= Task instructions =
Please render part of the entries below as a numbered list, leaving out any blank lines: begin at the line that contains "point: metal measuring" and stop after the line that contains "Target: metal measuring spoon". Include no other lines.

[Dataset excerpt]
** START **

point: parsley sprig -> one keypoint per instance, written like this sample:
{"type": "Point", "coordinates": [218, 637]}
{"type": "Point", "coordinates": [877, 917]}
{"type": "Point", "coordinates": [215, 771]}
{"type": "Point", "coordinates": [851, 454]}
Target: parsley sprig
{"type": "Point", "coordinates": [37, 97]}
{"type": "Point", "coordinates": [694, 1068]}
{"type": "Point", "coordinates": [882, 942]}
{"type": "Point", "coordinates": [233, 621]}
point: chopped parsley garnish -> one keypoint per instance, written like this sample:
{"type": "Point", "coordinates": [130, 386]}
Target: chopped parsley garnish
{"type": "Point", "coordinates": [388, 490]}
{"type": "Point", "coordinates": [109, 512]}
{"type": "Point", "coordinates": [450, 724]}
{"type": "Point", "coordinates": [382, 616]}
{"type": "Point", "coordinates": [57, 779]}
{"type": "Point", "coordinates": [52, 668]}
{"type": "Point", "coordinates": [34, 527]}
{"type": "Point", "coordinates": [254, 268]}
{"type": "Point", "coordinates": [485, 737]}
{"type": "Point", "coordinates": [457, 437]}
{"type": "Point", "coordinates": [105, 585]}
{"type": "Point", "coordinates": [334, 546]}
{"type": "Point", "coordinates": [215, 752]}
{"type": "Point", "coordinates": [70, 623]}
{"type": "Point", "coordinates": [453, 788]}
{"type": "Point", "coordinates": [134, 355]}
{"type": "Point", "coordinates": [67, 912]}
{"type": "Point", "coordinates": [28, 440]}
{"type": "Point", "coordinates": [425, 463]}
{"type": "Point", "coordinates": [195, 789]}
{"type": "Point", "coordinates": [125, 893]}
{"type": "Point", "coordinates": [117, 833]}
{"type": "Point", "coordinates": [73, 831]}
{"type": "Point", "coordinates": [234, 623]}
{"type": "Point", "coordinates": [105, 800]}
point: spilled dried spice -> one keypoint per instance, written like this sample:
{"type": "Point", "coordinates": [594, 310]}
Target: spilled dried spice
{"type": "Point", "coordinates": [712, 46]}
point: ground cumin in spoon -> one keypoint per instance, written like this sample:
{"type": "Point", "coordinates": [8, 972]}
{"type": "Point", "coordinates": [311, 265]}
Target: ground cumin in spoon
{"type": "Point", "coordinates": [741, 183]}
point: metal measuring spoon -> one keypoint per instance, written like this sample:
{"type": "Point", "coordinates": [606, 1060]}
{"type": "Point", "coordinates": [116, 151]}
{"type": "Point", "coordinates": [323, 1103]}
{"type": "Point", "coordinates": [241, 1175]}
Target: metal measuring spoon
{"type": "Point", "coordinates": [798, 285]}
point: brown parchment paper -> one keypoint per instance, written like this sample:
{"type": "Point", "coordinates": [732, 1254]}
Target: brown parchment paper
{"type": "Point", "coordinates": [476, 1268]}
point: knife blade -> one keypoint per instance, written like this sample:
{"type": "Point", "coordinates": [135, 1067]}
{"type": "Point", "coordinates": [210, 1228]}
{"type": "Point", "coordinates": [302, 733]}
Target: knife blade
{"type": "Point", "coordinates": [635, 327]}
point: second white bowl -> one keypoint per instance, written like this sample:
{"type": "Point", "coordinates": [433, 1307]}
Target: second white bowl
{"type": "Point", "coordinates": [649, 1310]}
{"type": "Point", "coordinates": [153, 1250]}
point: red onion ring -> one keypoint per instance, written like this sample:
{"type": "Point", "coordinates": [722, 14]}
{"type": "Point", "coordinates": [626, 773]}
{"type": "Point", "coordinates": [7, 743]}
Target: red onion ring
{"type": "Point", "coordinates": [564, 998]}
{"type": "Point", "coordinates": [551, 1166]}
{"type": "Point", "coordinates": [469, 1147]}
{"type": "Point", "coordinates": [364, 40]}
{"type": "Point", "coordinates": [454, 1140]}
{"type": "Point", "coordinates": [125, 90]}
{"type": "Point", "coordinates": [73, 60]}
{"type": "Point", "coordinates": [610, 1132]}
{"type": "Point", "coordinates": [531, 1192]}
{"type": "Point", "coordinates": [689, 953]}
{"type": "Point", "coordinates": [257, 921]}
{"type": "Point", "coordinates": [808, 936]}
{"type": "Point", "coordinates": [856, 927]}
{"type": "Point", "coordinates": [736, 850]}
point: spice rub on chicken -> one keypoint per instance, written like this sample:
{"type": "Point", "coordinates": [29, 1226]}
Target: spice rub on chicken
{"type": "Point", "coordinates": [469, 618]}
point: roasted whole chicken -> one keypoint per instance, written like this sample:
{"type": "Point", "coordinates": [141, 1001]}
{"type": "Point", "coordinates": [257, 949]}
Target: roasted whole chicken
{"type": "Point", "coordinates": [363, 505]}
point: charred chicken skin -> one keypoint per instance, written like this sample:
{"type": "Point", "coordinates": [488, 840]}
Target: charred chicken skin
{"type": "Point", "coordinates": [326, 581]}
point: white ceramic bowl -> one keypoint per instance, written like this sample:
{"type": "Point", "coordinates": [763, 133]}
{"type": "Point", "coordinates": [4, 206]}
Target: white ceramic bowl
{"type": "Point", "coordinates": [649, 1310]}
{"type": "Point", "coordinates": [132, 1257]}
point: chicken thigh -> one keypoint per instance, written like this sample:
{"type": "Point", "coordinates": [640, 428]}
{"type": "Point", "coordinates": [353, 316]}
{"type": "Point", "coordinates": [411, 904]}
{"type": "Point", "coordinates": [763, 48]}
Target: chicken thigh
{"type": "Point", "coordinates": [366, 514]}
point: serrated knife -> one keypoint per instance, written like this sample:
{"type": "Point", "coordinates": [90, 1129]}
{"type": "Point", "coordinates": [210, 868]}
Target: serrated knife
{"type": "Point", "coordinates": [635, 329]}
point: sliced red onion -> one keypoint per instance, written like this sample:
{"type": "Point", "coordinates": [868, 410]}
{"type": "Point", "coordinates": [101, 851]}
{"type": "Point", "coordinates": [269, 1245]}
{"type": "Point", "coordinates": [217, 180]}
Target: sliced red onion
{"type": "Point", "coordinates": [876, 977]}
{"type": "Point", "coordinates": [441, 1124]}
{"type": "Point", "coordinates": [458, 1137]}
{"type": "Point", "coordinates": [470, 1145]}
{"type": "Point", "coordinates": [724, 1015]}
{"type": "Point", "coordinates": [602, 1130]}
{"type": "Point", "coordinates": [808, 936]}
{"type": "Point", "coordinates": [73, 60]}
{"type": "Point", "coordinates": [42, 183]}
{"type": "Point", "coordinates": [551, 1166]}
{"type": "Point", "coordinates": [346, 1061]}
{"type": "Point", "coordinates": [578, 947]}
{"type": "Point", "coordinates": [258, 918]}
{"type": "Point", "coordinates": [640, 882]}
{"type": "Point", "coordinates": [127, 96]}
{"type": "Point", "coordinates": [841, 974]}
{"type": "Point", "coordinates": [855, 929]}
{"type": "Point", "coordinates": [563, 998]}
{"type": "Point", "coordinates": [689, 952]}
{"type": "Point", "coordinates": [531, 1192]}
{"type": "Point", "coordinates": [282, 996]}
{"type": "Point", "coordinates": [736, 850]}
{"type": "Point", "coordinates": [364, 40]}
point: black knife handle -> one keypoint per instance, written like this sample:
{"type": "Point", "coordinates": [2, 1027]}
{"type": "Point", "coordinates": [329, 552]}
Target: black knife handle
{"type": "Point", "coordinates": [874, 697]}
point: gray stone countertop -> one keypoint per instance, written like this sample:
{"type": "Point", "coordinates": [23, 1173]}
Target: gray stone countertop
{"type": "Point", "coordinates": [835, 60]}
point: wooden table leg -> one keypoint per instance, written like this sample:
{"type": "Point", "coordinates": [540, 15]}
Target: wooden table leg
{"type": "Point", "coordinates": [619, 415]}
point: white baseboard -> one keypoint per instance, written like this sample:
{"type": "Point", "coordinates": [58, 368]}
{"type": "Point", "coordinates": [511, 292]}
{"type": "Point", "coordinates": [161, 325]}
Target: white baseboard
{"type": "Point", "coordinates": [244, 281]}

** END **

= Output of the exercise =
1. point: metal measuring spoon -> one keypoint per instance, written like this sample:
2. {"type": "Point", "coordinates": [606, 1060]}
3. {"type": "Point", "coordinates": [116, 151]}
4. {"type": "Point", "coordinates": [323, 1103]}
5. {"type": "Point", "coordinates": [241, 1175]}
6. Target: metal measuring spoon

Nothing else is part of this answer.